• _SOURCE PASSAGE_:
━━━━━━

ILLINOIS POLLUTION CONTROL BOARD
July 11, 1986
EVERETT ALLEN, INC.,
)
)
Petitioner,
)
)
v.
)
PCB 86-34
)
CITY OF MOUNT VERNON,
)
)
Respondent. )
OPINION AND ORDER OF THE BOARD (by B. Forcade):
This matter comes to the Board on a March 6, 1986, Petition
for Review filed by Everett Allen, Inc., an Illinois Corporation
d/b/a/ Allen Waste Management (hereinafter “Everett Allen”). The
petition seeks review of a February 3, 1986, decision by the City
of Mount Vernon (hereinafter “Mt. Vernon”) denying Everett
Allen’s August 12, 1985, application for local site location
approval for a new regional pollution control facility. The
Pollution Control Board hearing in this matter was held on May 7,
1986, in the Jefferson County Courthouse. Final briefs ~re
filed by Everett Allen on May 28 and June 3, and by Mt. Vernon on
May 29 and June 2, 1986.
As a threshold issue, Mt. Vernon has raised the question of
jurisdiction in light of the Second District’s opinion in The
Kane County Defenders’ Inc~v. Pollution Control Board, 93 Ill.
Dec. 918, 487 N.E.2d 743 (1985) (hereinafter “Kane County”). Mt.

━━━━━━

• _PROVIDED RECORDS_:
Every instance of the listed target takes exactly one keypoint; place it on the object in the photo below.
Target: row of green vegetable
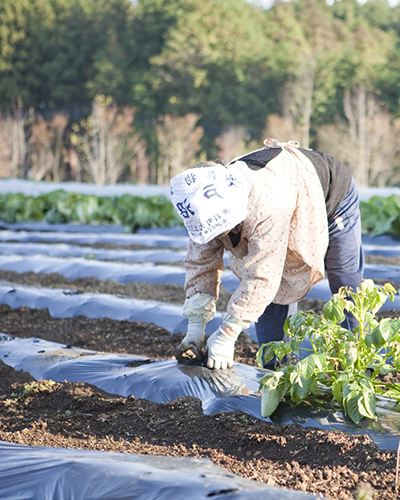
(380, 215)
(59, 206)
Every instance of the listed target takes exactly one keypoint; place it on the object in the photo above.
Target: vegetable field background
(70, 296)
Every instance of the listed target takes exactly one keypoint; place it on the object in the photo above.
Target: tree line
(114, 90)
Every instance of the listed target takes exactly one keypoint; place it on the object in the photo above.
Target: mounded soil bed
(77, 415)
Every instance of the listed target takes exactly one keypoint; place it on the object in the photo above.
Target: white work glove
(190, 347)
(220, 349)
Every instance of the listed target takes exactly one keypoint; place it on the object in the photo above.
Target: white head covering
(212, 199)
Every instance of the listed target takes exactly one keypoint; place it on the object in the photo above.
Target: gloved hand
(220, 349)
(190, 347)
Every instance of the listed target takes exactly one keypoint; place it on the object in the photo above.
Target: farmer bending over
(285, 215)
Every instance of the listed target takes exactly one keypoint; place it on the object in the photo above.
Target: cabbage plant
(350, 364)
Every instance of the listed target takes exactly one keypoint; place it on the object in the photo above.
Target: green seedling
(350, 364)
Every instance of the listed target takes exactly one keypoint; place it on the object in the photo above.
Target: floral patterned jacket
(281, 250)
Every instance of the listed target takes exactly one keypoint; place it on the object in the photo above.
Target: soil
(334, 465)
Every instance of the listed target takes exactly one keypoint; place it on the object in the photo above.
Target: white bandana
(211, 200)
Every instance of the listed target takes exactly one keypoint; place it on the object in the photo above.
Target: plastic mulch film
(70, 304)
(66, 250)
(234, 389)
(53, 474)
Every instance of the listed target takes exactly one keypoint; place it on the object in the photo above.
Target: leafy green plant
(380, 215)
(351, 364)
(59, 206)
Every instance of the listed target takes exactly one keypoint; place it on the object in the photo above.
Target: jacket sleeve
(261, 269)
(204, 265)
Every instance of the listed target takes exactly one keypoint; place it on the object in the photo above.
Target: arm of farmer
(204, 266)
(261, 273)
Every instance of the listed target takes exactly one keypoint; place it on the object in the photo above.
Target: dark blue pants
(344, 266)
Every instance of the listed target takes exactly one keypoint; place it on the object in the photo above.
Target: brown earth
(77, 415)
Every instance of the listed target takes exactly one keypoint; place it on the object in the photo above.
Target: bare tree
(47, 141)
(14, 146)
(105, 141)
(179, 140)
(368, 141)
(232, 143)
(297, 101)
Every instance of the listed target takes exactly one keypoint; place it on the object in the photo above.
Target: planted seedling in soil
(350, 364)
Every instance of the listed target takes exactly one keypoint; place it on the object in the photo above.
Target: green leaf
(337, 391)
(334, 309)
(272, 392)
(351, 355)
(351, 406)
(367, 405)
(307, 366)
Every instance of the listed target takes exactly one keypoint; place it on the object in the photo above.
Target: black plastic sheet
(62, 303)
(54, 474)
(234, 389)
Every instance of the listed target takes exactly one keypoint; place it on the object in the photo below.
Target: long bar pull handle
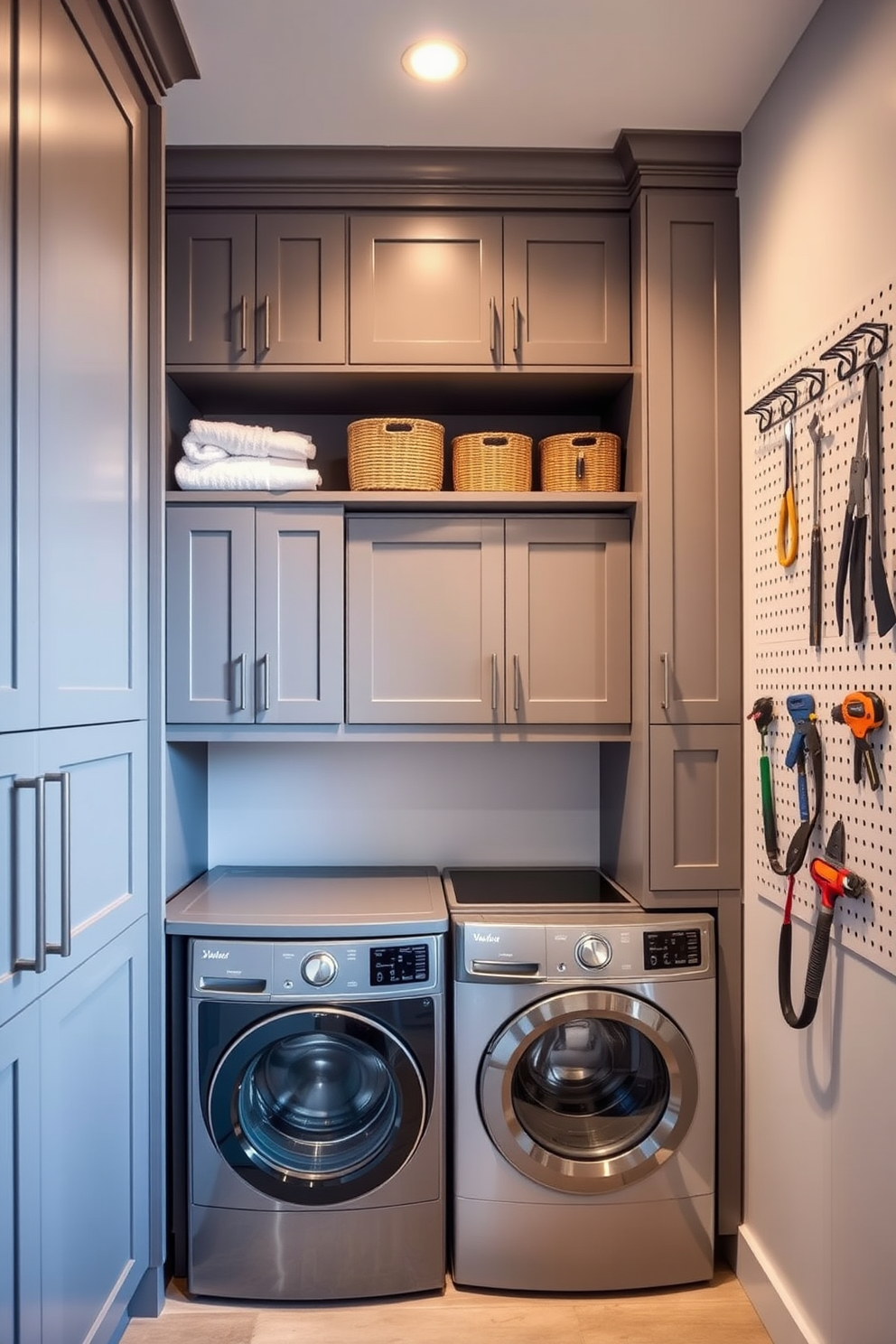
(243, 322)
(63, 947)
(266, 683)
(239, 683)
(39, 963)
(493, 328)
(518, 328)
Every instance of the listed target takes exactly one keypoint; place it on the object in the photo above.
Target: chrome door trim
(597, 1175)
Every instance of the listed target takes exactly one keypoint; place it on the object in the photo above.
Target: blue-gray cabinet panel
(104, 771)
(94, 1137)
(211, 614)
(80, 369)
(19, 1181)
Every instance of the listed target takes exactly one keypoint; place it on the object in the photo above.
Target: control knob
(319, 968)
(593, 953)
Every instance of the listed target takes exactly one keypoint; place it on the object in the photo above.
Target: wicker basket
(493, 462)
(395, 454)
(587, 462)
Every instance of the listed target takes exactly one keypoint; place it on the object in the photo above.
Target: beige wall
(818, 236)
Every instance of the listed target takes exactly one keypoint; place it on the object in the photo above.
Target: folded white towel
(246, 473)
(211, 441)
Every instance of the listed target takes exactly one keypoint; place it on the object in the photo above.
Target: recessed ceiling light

━━━━━━

Answer these from the Board opinion above:
(a) On what date did Everett Allen file its Petition for Review?
(b) Where was the Pollution Control Board hearing held?
(c) What question does Mt. Vernon raise as a threshold issue?

(a) March 6, 1986
(b) The Jefferson County Courthouse
(c) The question of jurisdiction